* **Lista de tarefas**:
#1 Copie todas as frases com ponto de interrogação que aparecem no texto sobre a televisão de sábado.
#2 Retome o texto sobre a televisão de sábado e escreva a continuação logo depois da última frase dele.

* **Bloco de texto**:
···

Muitas vezes ligo a televisão, mais por hábito que por gosto, e tenho a infeliz sensação da frustração de não ter nada para assistir. Não consigo encontrar nada que me interesse. Mas isso não é lá grande uma novidade.
A grande novidade foi a constatação que pude fazer outro dia. Acordei num sábado de manhã acionei este nefasto aparelho na esperança de me distrair enquanto continuava deitado na cama. Percebi uma estranha coincidência. À medida que eu passava os canais, inflamado pela expectativa infundada de encontrar algo que fosse “da minha conta”. Pude observar que repetiam-se canais e mais canais que passavam programas religiosos. Logo pensei: “será que não tem nada melhor para passar num dia de sábado de manhã quando a gente acorda de ressaca?” Realmente não tem nada melhor. O resto do dia também não tem muita coisa que preste. Mas não foi esse o meu achado. Instigado pela descoberta desse fenômeno, resolvi me deter um pouquinho para tentar entender o porquê.
Primeiro contei quantos canais passavam em minha televisão naquela manhã. Depois contei quantos canais relacionados à instituições religiosas. Dos dezessete canais, nove exibiam programação de igrejas de diferentes denominações. Fiquei surpreso. Como sabemos, as emissoras de televisão tem fins comerciais, ou seja, criam programas que chamem a atenção para que empresas paguem para anunciar nos intervalos. Bem, essa é razão social da televisão. Por quê não colocar na grade um programa de esportes? Talvez tivesse mais audiência. Quem sabe até a minha? Como já disse, quando se trata de “fins comerciais”, vende-se a quem paga mais. Logo os representantes de Jesus tinham mais dinheiro que algumas empresas que poderiam anunciar no mesmo horário.

···

* **Dados registrados**:

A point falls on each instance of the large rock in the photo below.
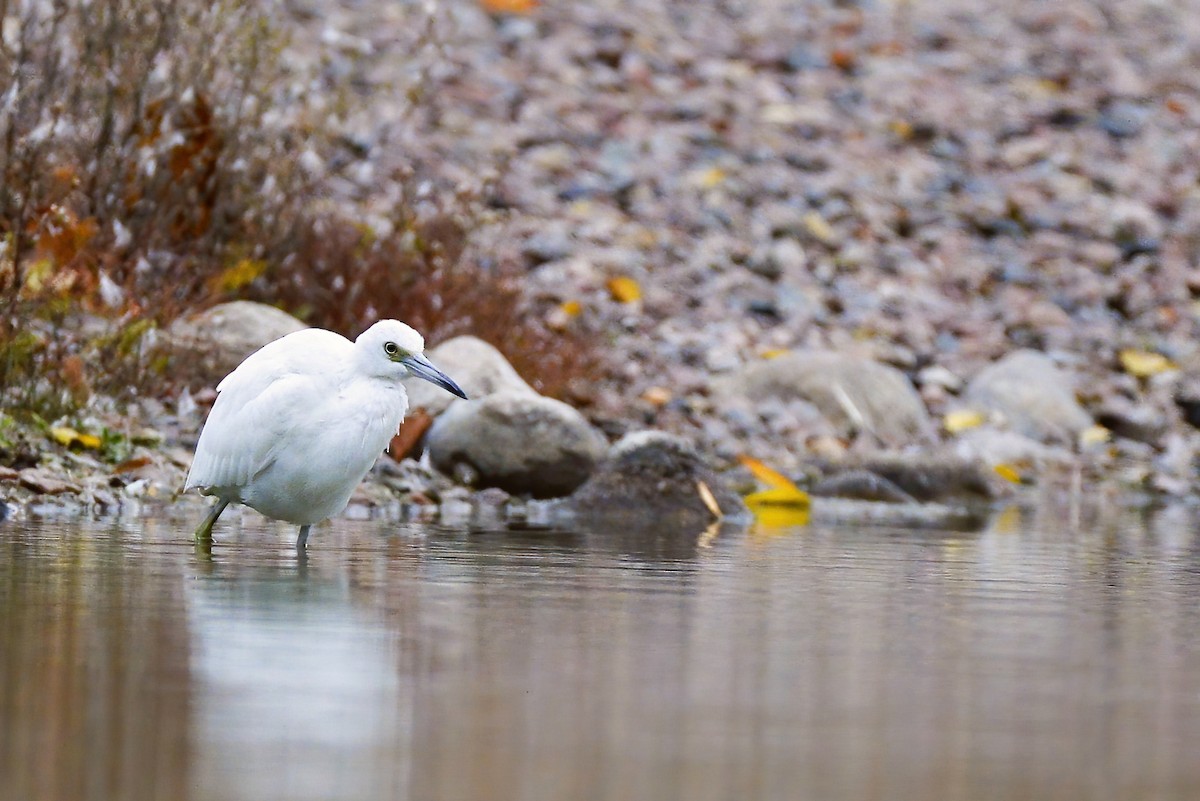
(1031, 396)
(654, 477)
(851, 392)
(519, 441)
(479, 368)
(210, 344)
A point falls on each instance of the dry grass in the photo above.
(150, 158)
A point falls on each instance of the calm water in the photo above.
(1032, 660)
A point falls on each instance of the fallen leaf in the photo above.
(778, 509)
(1008, 473)
(624, 289)
(963, 420)
(779, 497)
(767, 475)
(1095, 435)
(901, 128)
(1144, 363)
(843, 59)
(130, 465)
(709, 178)
(509, 6)
(1009, 521)
(64, 435)
(657, 396)
(706, 495)
(69, 437)
(240, 275)
(820, 228)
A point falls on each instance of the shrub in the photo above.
(150, 158)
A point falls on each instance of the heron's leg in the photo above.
(204, 533)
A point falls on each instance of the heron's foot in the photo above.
(203, 534)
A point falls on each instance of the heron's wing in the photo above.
(259, 402)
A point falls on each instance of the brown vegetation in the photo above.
(150, 163)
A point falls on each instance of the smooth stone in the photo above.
(520, 441)
(654, 477)
(1032, 395)
(862, 485)
(478, 367)
(216, 341)
(853, 393)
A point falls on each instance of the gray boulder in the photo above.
(520, 441)
(213, 343)
(479, 368)
(653, 477)
(1031, 395)
(853, 393)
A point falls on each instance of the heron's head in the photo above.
(397, 350)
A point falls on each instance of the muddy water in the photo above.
(1031, 660)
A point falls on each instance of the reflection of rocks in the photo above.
(519, 441)
(1032, 395)
(213, 343)
(925, 491)
(653, 477)
(479, 368)
(855, 393)
(846, 511)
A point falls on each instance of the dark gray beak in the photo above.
(423, 367)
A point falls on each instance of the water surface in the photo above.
(1032, 660)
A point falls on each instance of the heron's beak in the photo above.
(423, 367)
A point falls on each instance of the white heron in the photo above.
(298, 425)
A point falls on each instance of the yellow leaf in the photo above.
(821, 229)
(779, 507)
(71, 438)
(706, 495)
(707, 179)
(624, 289)
(1009, 521)
(766, 475)
(509, 6)
(64, 435)
(773, 521)
(1095, 435)
(963, 420)
(89, 441)
(657, 396)
(779, 497)
(240, 275)
(901, 128)
(1008, 473)
(1144, 363)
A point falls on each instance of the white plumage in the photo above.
(298, 425)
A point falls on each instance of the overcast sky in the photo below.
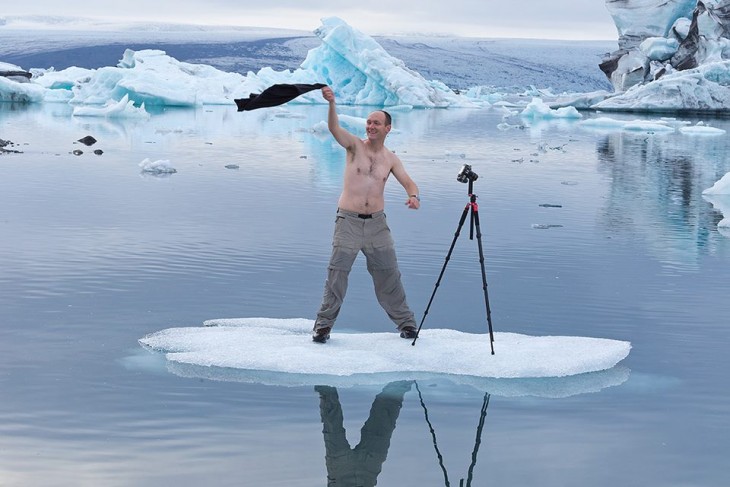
(540, 19)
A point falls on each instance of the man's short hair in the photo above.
(388, 118)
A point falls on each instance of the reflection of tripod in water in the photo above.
(477, 441)
(472, 208)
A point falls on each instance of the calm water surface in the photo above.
(592, 233)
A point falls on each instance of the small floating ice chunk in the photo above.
(161, 166)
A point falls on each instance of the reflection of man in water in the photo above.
(359, 466)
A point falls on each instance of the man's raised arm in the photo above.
(342, 136)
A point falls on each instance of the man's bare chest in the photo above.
(370, 166)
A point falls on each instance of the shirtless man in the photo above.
(361, 226)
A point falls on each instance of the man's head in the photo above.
(378, 124)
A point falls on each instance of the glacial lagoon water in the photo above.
(587, 232)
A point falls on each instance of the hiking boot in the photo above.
(321, 335)
(408, 332)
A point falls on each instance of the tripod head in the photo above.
(466, 175)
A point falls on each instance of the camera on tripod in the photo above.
(466, 174)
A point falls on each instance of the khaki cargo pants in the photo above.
(371, 235)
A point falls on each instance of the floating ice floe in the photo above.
(123, 108)
(284, 347)
(719, 196)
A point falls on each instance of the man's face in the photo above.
(375, 127)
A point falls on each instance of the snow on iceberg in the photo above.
(363, 73)
(123, 108)
(354, 64)
(705, 88)
(537, 109)
(673, 56)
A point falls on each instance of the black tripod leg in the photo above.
(475, 214)
(443, 269)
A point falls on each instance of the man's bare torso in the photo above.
(366, 173)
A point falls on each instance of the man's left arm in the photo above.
(408, 184)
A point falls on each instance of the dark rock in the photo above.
(88, 140)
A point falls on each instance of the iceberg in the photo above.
(673, 56)
(124, 108)
(363, 73)
(354, 64)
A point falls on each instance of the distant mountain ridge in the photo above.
(460, 63)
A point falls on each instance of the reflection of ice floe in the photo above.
(720, 187)
(280, 351)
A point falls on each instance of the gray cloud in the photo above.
(567, 19)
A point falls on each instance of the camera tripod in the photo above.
(472, 209)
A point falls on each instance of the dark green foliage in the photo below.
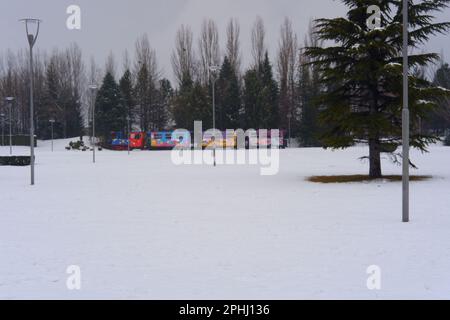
(110, 109)
(362, 75)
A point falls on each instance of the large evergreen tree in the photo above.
(110, 109)
(363, 76)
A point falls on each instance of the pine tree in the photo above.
(363, 77)
(110, 109)
(228, 97)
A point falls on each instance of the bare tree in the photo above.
(147, 75)
(233, 44)
(183, 59)
(110, 65)
(209, 49)
(258, 41)
(287, 70)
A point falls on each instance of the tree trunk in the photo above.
(375, 158)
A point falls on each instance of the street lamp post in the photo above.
(214, 70)
(2, 116)
(10, 102)
(289, 125)
(52, 122)
(405, 115)
(93, 89)
(31, 41)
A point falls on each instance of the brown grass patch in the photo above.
(362, 178)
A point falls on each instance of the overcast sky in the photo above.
(116, 24)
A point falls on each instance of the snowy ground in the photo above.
(140, 227)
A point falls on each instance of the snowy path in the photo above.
(139, 227)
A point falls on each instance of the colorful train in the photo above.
(168, 140)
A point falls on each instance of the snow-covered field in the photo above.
(140, 227)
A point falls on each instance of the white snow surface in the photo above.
(141, 228)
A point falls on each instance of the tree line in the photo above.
(286, 93)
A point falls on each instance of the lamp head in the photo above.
(31, 36)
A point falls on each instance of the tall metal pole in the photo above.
(52, 121)
(289, 125)
(93, 91)
(405, 115)
(214, 119)
(31, 41)
(93, 127)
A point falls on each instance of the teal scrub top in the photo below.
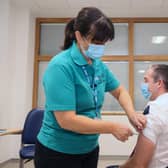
(67, 88)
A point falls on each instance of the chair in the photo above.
(31, 128)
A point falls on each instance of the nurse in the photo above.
(75, 82)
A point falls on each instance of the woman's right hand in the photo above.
(122, 132)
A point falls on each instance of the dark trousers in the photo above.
(47, 158)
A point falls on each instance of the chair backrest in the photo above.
(32, 126)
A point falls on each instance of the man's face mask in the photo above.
(145, 90)
(94, 51)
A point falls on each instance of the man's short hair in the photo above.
(161, 73)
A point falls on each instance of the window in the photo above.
(138, 43)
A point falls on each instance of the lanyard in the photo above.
(94, 89)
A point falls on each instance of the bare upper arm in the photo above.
(64, 117)
(144, 151)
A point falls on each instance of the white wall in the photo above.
(16, 72)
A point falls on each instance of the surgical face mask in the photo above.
(145, 90)
(94, 51)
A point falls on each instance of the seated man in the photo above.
(151, 150)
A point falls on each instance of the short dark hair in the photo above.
(161, 72)
(90, 21)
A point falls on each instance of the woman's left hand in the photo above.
(138, 120)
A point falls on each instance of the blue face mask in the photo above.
(94, 51)
(145, 90)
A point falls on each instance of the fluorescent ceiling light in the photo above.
(158, 39)
(141, 71)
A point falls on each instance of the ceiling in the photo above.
(112, 8)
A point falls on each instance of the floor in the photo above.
(103, 162)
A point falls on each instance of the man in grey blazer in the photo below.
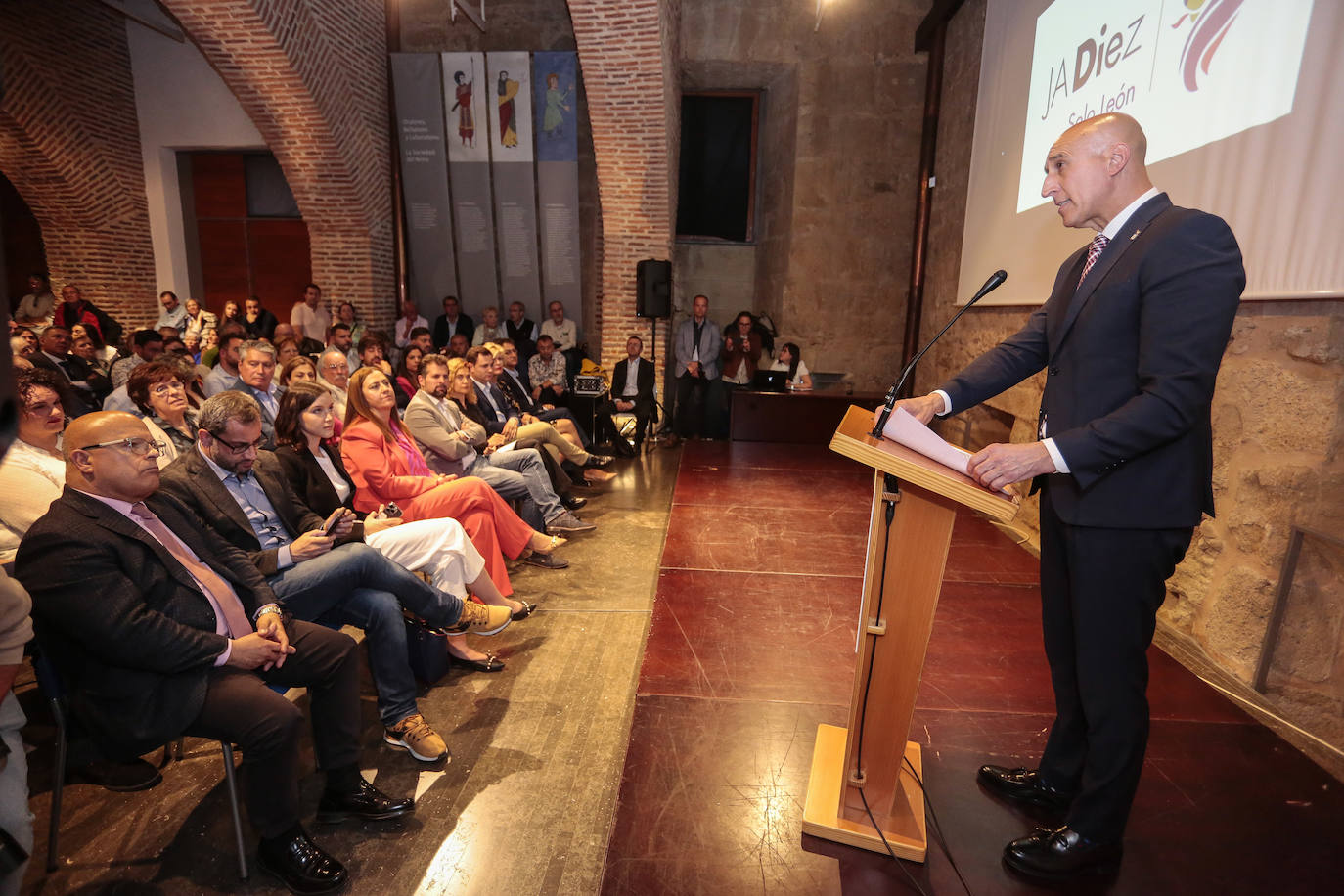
(441, 431)
(1131, 340)
(696, 348)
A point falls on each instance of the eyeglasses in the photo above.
(137, 446)
(241, 448)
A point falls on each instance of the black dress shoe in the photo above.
(365, 802)
(1023, 786)
(1056, 855)
(301, 866)
(489, 664)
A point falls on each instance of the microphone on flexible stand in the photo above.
(991, 285)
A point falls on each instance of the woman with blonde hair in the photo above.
(386, 467)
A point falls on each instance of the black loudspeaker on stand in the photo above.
(653, 291)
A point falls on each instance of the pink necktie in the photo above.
(223, 598)
(1095, 248)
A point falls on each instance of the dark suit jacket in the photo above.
(1131, 364)
(466, 326)
(125, 622)
(309, 481)
(492, 422)
(646, 384)
(191, 481)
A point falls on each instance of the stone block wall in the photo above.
(1278, 430)
(70, 146)
(312, 74)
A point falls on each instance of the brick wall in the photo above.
(70, 146)
(629, 54)
(312, 75)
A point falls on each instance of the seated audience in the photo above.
(319, 568)
(408, 375)
(223, 377)
(297, 370)
(491, 330)
(439, 547)
(146, 345)
(258, 323)
(173, 315)
(437, 426)
(564, 334)
(34, 471)
(790, 360)
(184, 639)
(546, 374)
(452, 323)
(36, 308)
(72, 309)
(158, 392)
(386, 467)
(408, 323)
(82, 385)
(502, 417)
(457, 345)
(466, 399)
(257, 378)
(507, 378)
(334, 377)
(198, 320)
(632, 391)
(28, 338)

···

* **Respostas**:
#1
- "será que não tem nada melhor para passar num dia de sábado de manhã quando a gente acorda de ressaca?"
- "Por quê não colocar na grade um programa de esportes?"
- "Quem sabe até a minha?"

#2
Sem dúvida, Jesus é uma marca muito lucrativa. Não sou eu que estou dizendo. A própria História já mostrou isso várias vezes. A “Companhia de Jesus” cumpriu direitinho o seu papel de amansar os índios para que estes não incomodassem mais os negócios de Portugal. As “Cruzadas” afiguram-se como um outro exemplo fantástico. Em nome de Jesus e dos santos, europeus invadiram o oriente para tirar o santo sepulcro das mãos dos “malvados” islâmicos. De quebra trouxeram também várias riquezas que pertenciam aos turcos. A medida que o negócio ficava lucrativo, mais e mais indivíduos aventureiros se animavam a servir à “causa santa”. Por esta época também era muito comum vender pedaços da cruz onde Jesus foi crucificado, ossos de santos e toda sorte de apetrechos relacionados à figura do Filho de Deus. No século XVI, os burgueses, incentivaram o desenvolvimento de uma nova vertente do cristianismo, o protestantismo. Isso porquê a Igreja católica condenava a usura, e ficava com uma parte dos lucros dos comerciantes desse tempo. Era preciso uma mudança de mentalidade. A bíblia tinha que ser interpretada de sorte que Jesus aprovasse, legitimasse a “prosperidade financeira”. Assim os burgueses poderiam fazerem seus negócios com a consciência e o bolso tranqüilos. Lutero e Calvino cuidaram disso muito bem.
A “marca” Jesus é extremamente versátil. Pode ser usada para legitimar uma guerra. Também é muito eficiente em eleições. Um “homem de Deus” e seguidor de Jesus, aparentemente é muito mais confiável do que um sujeito “do mundo”.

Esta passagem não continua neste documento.